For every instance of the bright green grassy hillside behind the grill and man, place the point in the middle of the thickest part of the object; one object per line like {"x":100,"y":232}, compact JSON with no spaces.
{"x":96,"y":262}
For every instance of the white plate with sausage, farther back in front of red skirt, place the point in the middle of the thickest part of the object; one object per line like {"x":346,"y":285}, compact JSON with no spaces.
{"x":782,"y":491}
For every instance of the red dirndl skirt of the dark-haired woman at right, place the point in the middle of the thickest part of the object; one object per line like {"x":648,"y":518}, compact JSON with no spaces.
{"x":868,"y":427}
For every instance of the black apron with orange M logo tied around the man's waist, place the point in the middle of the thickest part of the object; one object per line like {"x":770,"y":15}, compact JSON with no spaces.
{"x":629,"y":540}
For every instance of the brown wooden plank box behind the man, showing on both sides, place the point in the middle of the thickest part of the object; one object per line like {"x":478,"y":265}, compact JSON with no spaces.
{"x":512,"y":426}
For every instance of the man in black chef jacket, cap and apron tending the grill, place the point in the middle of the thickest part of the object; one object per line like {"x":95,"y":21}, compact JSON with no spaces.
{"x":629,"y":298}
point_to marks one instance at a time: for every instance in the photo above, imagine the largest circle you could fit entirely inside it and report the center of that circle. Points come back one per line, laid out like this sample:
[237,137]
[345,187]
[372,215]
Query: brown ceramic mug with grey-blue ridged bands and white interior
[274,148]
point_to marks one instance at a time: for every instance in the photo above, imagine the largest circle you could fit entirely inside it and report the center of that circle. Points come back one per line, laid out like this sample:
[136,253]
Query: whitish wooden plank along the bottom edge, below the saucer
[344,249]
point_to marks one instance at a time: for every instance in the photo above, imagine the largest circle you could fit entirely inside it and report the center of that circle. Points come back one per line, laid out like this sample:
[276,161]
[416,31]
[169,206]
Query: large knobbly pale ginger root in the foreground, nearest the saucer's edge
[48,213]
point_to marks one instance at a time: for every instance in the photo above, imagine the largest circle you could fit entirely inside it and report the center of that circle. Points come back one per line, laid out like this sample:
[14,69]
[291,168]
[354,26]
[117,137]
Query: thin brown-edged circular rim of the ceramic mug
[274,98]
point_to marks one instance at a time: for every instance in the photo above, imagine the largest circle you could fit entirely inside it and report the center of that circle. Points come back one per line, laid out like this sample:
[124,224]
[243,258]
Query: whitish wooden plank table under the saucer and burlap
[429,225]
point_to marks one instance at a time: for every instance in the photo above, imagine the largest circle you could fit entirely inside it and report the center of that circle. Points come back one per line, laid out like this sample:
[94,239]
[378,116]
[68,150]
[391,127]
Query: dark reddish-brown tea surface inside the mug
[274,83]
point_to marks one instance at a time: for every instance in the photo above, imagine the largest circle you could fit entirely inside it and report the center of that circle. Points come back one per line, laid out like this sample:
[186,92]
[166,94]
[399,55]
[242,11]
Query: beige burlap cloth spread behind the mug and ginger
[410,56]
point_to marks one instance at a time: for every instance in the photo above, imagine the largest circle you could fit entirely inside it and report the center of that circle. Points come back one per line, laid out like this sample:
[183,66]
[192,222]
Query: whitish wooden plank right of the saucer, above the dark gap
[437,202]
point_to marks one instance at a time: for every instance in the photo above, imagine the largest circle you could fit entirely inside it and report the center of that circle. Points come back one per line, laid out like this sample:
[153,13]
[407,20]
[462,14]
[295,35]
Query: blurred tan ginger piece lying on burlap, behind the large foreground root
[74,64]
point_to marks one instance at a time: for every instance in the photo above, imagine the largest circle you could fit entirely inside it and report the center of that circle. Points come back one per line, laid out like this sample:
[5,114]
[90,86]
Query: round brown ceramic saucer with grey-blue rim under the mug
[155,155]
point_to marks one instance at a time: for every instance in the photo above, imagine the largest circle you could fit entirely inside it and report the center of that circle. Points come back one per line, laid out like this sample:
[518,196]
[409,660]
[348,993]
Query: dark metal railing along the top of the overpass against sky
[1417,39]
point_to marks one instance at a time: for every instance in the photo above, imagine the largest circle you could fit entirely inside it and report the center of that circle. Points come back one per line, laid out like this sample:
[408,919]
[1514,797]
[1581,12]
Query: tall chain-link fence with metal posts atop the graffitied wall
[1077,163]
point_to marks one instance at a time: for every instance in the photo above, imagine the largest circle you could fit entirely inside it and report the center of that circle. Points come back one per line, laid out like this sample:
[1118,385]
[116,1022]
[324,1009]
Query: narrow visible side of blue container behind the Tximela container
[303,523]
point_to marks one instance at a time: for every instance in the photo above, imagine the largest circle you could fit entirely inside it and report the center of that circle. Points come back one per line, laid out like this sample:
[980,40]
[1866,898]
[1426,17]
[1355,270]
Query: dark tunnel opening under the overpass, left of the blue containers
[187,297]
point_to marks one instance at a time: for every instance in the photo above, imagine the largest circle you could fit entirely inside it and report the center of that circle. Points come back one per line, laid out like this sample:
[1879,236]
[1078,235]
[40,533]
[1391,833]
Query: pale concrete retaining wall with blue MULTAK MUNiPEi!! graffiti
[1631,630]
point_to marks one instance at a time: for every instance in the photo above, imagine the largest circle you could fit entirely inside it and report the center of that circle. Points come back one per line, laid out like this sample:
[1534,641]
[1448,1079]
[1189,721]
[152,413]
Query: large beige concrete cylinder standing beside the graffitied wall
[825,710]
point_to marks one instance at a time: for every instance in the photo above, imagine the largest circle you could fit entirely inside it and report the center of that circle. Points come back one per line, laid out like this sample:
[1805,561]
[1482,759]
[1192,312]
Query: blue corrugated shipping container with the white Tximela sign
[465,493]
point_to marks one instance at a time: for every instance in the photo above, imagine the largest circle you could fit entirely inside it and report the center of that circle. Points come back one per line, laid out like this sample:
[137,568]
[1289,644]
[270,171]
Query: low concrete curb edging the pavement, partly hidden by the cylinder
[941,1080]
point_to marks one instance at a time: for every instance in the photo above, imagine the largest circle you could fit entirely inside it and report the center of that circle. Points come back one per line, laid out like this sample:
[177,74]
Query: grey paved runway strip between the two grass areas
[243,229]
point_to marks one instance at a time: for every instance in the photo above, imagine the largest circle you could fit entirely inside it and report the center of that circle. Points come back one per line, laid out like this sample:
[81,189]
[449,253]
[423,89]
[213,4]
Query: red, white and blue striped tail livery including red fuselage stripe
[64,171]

#### [WORK INSTRUCTIONS]
Every record above is to be copied exactly.

#### [SOLUTION]
For every instance of the bright green grassy hillside behind the grill and man, place the point in the middle of the thickest part of the object; one object per line like {"x":100,"y":232}, compact JSON with no spaces.
{"x":96,"y":262}
For every instance of the white plate with sausage, farther back in front of red skirt, place the point in the middle of the thickest part of the object; one object per line like {"x":346,"y":285}, compact JSON with no spaces.
{"x":782,"y":491}
For every instance of the red dirndl skirt of the dark-haired woman at right, place the point in the middle of the thickest part of the object; one object per line like {"x":648,"y":518}, compact JSON with no spaces.
{"x":868,"y":427}
For every instance of the black apron with orange M logo tied around the man's waist, place the point in the middle of the thickest part of the object; one object per line like {"x":770,"y":15}, compact JSON with no spaces.
{"x":629,"y":540}
For every instance of the brown wooden plank box behind the man, showing on both sides, place the point in the middle of the thickest part of the object; one object per line like {"x":478,"y":265}, compact JSON with no spaces.
{"x":512,"y":426}
For every instance of the man in black chef jacket, cap and apron tending the grill, place the point in the middle of the thickest part of the object; one object per line like {"x":95,"y":21}, compact JSON with no spaces.
{"x":629,"y":298}
point_to marks one instance at a time: for every instance in the photo above, imagine the largest circle you could fit entirely inside it and report the center of that circle. Points come back one per line, laid out like this sample:
[237,137]
[345,187]
[372,215]
Query: brown ceramic mug with grey-blue ridged bands and white interior
[274,148]
point_to marks one instance at a time: for every instance in the photo above, imagine the largest circle you could fit entirely inside it and report the center of that circle. Points come back one per line, laid out like this sample:
[136,253]
Query: whitish wooden plank along the bottom edge, below the saucer
[344,249]
point_to marks one instance at a time: for every instance in the photo above, imagine the largest circle you could fit entirely inside it and report the center of that circle. Points come back one per line, laid out like this sample:
[276,161]
[416,31]
[169,206]
Query: large knobbly pale ginger root in the foreground, nearest the saucer's edge
[48,213]
point_to marks one instance at a time: for every instance in the photo above, imagine the largest circle you could fit entirely inside it and report the center of that circle. Points come back one per line, laid out like this sample:
[14,69]
[291,168]
[354,26]
[117,137]
Query: thin brown-edged circular rim of the ceramic mug
[274,98]
point_to marks one instance at a time: for every instance in the photo above, imagine the largest circle you could fit entirely inside it and report the center of that circle. Points come back one per line, laid out like this sample:
[124,224]
[243,258]
Query: whitish wooden plank table under the saucer and burlap
[429,225]
point_to marks one instance at a time: for every instance in the photo above, imagine the largest circle you could fit entirely inside it and report the center of that circle. Points come back one per line, laid out like this sample:
[94,239]
[378,116]
[68,150]
[391,127]
Query: dark reddish-brown tea surface inside the mug
[274,83]
point_to marks one instance at a time: for every instance in the photo above, imagine the largest circle you could fit entirely inside it and report the center of that circle. Points come back one per line, laid out like this sample:
[186,92]
[166,94]
[399,55]
[242,11]
Query: beige burlap cloth spread behind the mug and ginger
[410,56]
point_to marks one instance at a time: for every instance in the photo above, imagine the largest circle you could fit entirely inside it and report the center of that circle. Points come back one per line, laid out like this sample:
[183,66]
[192,222]
Query: whitish wooden plank right of the saucer, above the dark gap
[437,202]
point_to marks one instance at a time: for every instance in the photo above, imagine the largest circle you could fit entirely inside it and report the center of that circle. Points come back one per line, laid out like this sample:
[153,13]
[407,20]
[462,14]
[295,35]
Query: blurred tan ginger piece lying on burlap, behind the large foreground root
[74,64]
point_to marks one instance at a time: for every instance in the photo above, imagine the largest circle you could fit entirely inside it and report the center of that circle. Points come back one per line, laid out like this sample:
[5,114]
[90,86]
Query: round brown ceramic saucer with grey-blue rim under the mug
[155,155]
point_to marks one instance at a time: for every instance in the photo above, imagine the largest circle you could fit entirely inside it and report the center of that circle. Points come back one per line, laid out like this sample:
[518,196]
[409,660]
[348,993]
Query: dark metal railing along the top of the overpass against sky
[1417,39]
point_to marks one instance at a time: for every instance in the photo above, imagine the largest circle you could fit entirely inside it and report the center of that circle. Points come back one per line, laid out like this sample:
[408,919]
[1514,797]
[1581,12]
Query: tall chain-link fence with metal posts atop the graffitied wall
[1077,163]
point_to marks one instance at a time: for every instance in the photo above, imagine the largest circle you could fit entirely inside it and report the center of that circle. Points come back one per line, laid out like this sample:
[1118,385]
[116,1022]
[324,1009]
Query: narrow visible side of blue container behind the Tximela container
[303,523]
point_to marks one instance at a time: for every instance in the photo above, imagine the largest circle you could fit entirely inside it and report the center of that circle. Points come back one per line, laid out like this sample:
[980,40]
[1866,898]
[1426,17]
[1355,270]
Query: dark tunnel opening under the overpass, left of the blue containers
[187,297]
point_to marks one instance at a time: for every instance in the photo above, imagine the largest circle you could fit entirely inside it and report the center of that circle. Points come back one per line, laid out like this sample:
[1879,236]
[1078,235]
[40,533]
[1391,833]
Query: pale concrete retaining wall with blue MULTAK MUNiPEi!! graffiti
[1631,630]
point_to marks one instance at a time: for every instance in the photo above, imagine the largest circle you could fit entirely inside it and report the center of that circle. Points come back one per line, laid out like this sample:
[1534,641]
[1448,1079]
[1189,721]
[152,413]
Query: large beige concrete cylinder standing beside the graffitied wall
[825,710]
point_to marks one instance at a time: for every instance in the photo above, imagine the largest circle you could fit entirely inside it and report the center of that circle. Points come back one per line, laid out like this sample:
[1805,561]
[1482,759]
[1192,312]
Query: blue corrugated shipping container with the white Tximela sign
[465,493]
point_to marks one instance at a time: for every instance in the photo above, imagine the largest circle you could fit entirely inside it and report the center of that circle. Points come back one per line, laid out like this sample:
[137,568]
[1289,644]
[270,171]
Query: low concrete curb edging the pavement, partly hidden by the cylinder
[941,1080]
point_to marks one instance at a time: for every instance in the photo above, imagine the largest circle you could fit entirely inside it and report the center of that circle. Points come back one per line, laid out like this sample:
[177,74]
Query: grey paved runway strip between the two grass areas
[243,229]
point_to marks one instance at a time: for every instance in the photo above, imagine the largest circle you could fit entirely inside it and report the center of that circle. Points come back one per line, laid out like this sample:
[81,189]
[449,253]
[423,89]
[213,4]
Query: red, white and blue striped tail livery including red fuselage stripe
[64,171]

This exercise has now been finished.